> WHAT IS BEING ASKED: Lay out every line of the rows below as a JSON list of strings, one string per line, with blank lines skipped. Leave the picture lines out.

> Records from a dataset:

========

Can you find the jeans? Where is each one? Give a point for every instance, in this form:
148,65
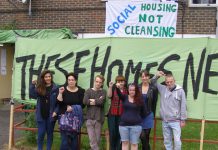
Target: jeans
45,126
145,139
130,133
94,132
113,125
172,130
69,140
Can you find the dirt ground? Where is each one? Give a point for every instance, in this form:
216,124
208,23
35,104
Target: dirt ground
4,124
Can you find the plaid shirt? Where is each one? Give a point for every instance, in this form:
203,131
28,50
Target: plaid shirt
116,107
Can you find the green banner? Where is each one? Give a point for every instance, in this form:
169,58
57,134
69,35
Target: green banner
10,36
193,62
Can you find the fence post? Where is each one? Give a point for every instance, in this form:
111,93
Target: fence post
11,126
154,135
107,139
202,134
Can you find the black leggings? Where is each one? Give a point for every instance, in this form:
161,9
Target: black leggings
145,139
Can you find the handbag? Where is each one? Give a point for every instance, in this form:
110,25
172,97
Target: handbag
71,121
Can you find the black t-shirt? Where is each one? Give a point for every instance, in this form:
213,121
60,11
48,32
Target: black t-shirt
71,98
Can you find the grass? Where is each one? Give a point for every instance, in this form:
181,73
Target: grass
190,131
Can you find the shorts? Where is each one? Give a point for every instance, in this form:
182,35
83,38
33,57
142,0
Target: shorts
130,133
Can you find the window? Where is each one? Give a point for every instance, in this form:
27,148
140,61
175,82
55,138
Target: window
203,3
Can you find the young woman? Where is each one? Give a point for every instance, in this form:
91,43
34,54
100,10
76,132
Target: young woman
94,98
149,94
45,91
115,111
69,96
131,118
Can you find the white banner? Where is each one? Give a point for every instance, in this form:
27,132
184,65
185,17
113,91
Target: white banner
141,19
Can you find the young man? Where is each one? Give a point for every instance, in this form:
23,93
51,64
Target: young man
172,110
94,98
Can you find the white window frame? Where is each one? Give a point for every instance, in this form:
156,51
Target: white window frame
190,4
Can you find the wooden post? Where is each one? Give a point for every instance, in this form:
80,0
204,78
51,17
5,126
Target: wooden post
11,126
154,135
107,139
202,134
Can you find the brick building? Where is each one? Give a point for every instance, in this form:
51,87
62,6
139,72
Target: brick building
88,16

========

> COMPLETED EXERCISE:
[
  "Can you find the jeans? Where is each one? Give a point for every instance, in this form:",
  "148,65",
  "Target: jeans",
  "45,126",
  "145,139",
  "130,133",
  "94,132",
  "113,125",
  "172,130",
  "69,140",
  "Can you find the dirt ground? Where is each one? Give a point for every instance, in this form:",
  "216,124",
  "208,23",
  "35,104",
  "Target: dirt ground",
  "4,124",
  "Can you find the plaid shirt? Where is each one? Give a point for every instance, in this form:",
  "203,131",
  "28,50",
  "Target: plaid shirt",
  "116,107",
  "Can you find the green banner? Where is each one? Give a point for every instance, in this form:",
  "169,58",
  "57,134",
  "69,35",
  "Target: green banner",
  "10,36",
  "193,62",
  "Can you find the fence post? Where is each one? Give a point for every instance, in this form:",
  "111,93",
  "Target: fence post",
  "11,126",
  "154,135",
  "107,139",
  "202,134",
  "Can you find the black leggings? Where is each one? Give a point for every instance, in this form:",
  "161,9",
  "Target: black leggings",
  "145,139",
  "Can you find the handbag? Where is each one? Give a point for every instance, in this form:",
  "110,25",
  "172,97",
  "Target: handbag",
  "71,121",
  "Can you find the black t-shirt? Where is each one? Give a point for every instance, in this form:",
  "213,121",
  "60,11",
  "48,32",
  "Target: black t-shirt",
  "71,98",
  "Can you find the grass? Where is each one? Give a point for every instance, in this form:",
  "181,73",
  "Target: grass",
  "190,131",
  "Can you find the shorts? Where is each one? Give a point for every instance, in this form:",
  "182,35",
  "83,38",
  "33,57",
  "142,0",
  "Target: shorts",
  "130,133",
  "Can you find the window? Where is each one? Give a point for every instance, in this form:",
  "27,148",
  "140,61",
  "175,82",
  "55,138",
  "Target: window",
  "203,3",
  "Can you find the young woman? Where is each one? Give a point for every instance, in this form:",
  "91,43",
  "34,54",
  "100,10",
  "76,132",
  "Target: young woman",
  "94,98",
  "149,94",
  "45,91",
  "115,111",
  "69,96",
  "131,118",
  "Can you find the white banner? Where is each one? Give a point for every instance, in this form:",
  "27,132",
  "184,65",
  "185,17",
  "113,91",
  "Target: white banner",
  "141,19",
  "Can you find the young man? Where is each one? Give a point for every instance, in this form:",
  "23,93",
  "51,64",
  "Target: young man",
  "172,110",
  "94,98",
  "Can you find the white window frame? Where is each one? Give a point for every instance, in this form:",
  "156,51",
  "Target: white window frame",
  "190,4",
  "Can you find the wooden post? Where is each one? Give a point for every instance, in this form:",
  "80,0",
  "204,78",
  "51,17",
  "5,126",
  "Target: wooden post",
  "11,126",
  "154,135",
  "107,139",
  "202,134",
  "Can you find the brick building? Where is each one? Give a point for every instance, in this form:",
  "51,87",
  "62,6",
  "139,72",
  "Target: brick building",
  "88,16"
]